▶ Brief 1: In the essay on women's ordination, what do people ask the writer about when she is in her collar?
▶ Brief 2: Decide whether each statement agrees with the essay on women's ordination. Answer yes or no and quote the words of the essay that decide it. (a) The writer agrees with the call for a schism. (b) The writer has been asked about her weight in job interviews. (c) The writer stays because she fears leaving.
▶ Brief 3: Repeat the passage of the essay on women's ordination starting at "A recent post" and ending at "too choose to stay.".

▶ Provided text:
A recent post by Tony Jones on Theoblogy called for a schism over the question of women’s ordination.** This has kicked off some response.
I, as a woman ordained in a liberal branch of Christ’s Church, don’t agree.
You might think that I’d appreciate the solidarity for women’s ordination. After all I get quizzical looks and questions about being a nun when I’m in my collar.
I love my Church. I delight in my priesthood.
And I too choose to stay.
I stay after my weight, my marital status, my age, my health are all topics I’ve been asked about in job interviews,* and by mentors. I stay after hearing the leader of my parish label my desire to be acknowledged as a member of the parish as an inappropriate need to feel important. I stay after mentors, cornerstones of the Church made inappropriate jokes about my apparel. I stay after conversation after conversation where I have to repeat that “I’m the priest.” I stay after numerous people assume that my honesty, lauded as vulnerability in older men, is weakness. I stay after my questions are dismissed because they relate to women, pregnancy, and work. I stay after conversations where largely male colleagues left me to make the point that sexism and inequality still exist. I stay knowing I have colleagues who believe my person, my theology, and my resulting actions are an affront to the Gospel we both believe in. I stay even though my therapists ask me why I stay.
I choose to stay.
Not because I believe that unity should be stronger than our differences. Not because I know that every group of people will not perfectly agree on any issue. Not because Church isn’t suppose to be easy. Not because they let me. Not because they ordained me. Not because I fear leaving.

[Collected data entries]

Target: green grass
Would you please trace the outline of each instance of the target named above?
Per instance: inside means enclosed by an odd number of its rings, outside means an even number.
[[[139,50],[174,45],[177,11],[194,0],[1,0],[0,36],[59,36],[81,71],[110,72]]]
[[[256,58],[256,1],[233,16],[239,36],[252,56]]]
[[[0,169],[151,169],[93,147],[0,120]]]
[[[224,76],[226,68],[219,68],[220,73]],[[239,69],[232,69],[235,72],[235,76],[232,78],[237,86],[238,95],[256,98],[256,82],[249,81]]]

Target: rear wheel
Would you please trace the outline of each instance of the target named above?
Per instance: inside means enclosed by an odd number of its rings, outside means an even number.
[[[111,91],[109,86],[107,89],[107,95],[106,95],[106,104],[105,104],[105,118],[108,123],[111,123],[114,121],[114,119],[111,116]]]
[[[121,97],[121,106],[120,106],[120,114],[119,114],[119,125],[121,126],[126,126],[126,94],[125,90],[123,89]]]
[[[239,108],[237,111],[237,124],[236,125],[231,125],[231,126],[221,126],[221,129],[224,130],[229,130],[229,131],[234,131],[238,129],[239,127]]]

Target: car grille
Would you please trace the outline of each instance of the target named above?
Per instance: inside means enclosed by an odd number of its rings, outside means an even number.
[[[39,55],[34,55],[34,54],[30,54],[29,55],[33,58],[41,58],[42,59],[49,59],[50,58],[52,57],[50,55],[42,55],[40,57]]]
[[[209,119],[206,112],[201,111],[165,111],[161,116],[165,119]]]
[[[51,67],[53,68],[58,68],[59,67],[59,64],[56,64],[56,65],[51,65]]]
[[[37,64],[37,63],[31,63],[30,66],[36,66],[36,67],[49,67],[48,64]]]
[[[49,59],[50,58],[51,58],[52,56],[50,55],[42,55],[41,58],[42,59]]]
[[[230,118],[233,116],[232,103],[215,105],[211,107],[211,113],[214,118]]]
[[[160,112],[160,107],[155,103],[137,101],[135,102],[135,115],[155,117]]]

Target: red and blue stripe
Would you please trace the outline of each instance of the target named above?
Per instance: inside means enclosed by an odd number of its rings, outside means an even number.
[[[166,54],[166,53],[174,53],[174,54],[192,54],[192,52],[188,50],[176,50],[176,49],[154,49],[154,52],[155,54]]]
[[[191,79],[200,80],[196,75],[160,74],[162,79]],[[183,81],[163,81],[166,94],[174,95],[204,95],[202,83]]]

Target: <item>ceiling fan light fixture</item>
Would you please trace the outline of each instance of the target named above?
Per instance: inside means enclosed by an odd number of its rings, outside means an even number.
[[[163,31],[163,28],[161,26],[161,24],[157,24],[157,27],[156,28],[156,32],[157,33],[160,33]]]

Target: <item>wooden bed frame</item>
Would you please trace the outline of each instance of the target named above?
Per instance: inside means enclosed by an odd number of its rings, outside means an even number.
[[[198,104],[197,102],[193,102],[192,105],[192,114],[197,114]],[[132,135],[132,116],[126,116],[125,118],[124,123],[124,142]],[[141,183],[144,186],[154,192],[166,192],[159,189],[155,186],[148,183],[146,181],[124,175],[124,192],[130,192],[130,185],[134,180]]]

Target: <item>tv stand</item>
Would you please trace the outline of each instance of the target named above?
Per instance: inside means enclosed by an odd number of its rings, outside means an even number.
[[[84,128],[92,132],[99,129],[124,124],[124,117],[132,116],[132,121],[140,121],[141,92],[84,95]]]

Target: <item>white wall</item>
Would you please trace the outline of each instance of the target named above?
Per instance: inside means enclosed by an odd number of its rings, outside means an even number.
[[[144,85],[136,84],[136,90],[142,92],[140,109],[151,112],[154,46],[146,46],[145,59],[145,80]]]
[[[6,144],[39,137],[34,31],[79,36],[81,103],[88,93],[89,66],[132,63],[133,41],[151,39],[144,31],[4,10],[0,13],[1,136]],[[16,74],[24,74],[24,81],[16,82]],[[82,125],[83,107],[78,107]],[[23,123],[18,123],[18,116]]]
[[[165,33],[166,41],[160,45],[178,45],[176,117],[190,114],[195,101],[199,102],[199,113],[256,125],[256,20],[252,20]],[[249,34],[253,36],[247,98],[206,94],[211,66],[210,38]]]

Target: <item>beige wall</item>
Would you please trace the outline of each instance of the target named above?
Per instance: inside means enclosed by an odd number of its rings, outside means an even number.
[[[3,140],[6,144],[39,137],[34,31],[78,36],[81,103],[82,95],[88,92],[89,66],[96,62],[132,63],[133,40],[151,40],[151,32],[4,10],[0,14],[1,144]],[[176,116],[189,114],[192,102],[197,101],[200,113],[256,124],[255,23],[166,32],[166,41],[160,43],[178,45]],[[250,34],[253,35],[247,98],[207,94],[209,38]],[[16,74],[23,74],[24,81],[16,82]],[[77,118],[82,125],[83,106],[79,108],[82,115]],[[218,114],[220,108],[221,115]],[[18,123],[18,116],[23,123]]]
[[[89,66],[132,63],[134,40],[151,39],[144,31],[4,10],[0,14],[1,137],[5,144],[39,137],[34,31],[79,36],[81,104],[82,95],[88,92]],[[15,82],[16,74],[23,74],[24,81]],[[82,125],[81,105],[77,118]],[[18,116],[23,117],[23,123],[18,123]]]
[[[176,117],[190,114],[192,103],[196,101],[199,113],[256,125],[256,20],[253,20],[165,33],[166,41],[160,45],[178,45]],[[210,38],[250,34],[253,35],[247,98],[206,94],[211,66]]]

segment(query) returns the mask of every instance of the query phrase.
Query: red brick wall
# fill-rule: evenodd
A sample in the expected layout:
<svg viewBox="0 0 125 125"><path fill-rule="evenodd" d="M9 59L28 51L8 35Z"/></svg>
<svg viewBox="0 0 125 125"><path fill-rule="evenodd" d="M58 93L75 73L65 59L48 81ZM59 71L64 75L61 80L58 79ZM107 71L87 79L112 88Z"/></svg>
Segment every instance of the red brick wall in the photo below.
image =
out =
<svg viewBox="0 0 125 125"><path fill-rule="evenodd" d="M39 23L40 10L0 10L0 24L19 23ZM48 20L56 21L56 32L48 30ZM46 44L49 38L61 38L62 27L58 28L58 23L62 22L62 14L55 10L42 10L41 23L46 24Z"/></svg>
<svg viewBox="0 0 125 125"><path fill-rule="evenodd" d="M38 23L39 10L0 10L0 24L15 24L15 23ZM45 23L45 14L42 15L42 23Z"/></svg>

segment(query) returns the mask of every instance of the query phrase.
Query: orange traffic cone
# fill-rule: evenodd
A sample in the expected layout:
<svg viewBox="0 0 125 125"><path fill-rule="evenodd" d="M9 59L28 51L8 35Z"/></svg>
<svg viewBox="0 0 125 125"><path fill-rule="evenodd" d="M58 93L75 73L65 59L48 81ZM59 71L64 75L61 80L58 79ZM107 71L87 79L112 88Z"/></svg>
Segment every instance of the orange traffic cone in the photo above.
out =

▶ Exercise output 1: About being a nun.

▶ Exercise output 2:
(a) No: "I, as a woman ordained in a liberal branch of Christ’s Church, don’t agree."
(b) Yes: "my weight, my marital status, my age, my health are all topics I’ve been asked about in job interviews"
(c) No: "Not because I fear leaving."

▶ Exercise output 3:
A recent post by Tony Jones on Theoblogy called for a schism over the question of women’s ordination.** This has kicked off some response.
I, as a woman ordained in a liberal branch of Christ’s Church, don’t agree.
You might think that I’d appreciate the solidarity for women’s ordination. After all I get quizzical looks and questions about being a nun when I’m in my collar.
I love my Church. I delight in my priesthood.
And I too choose to stay.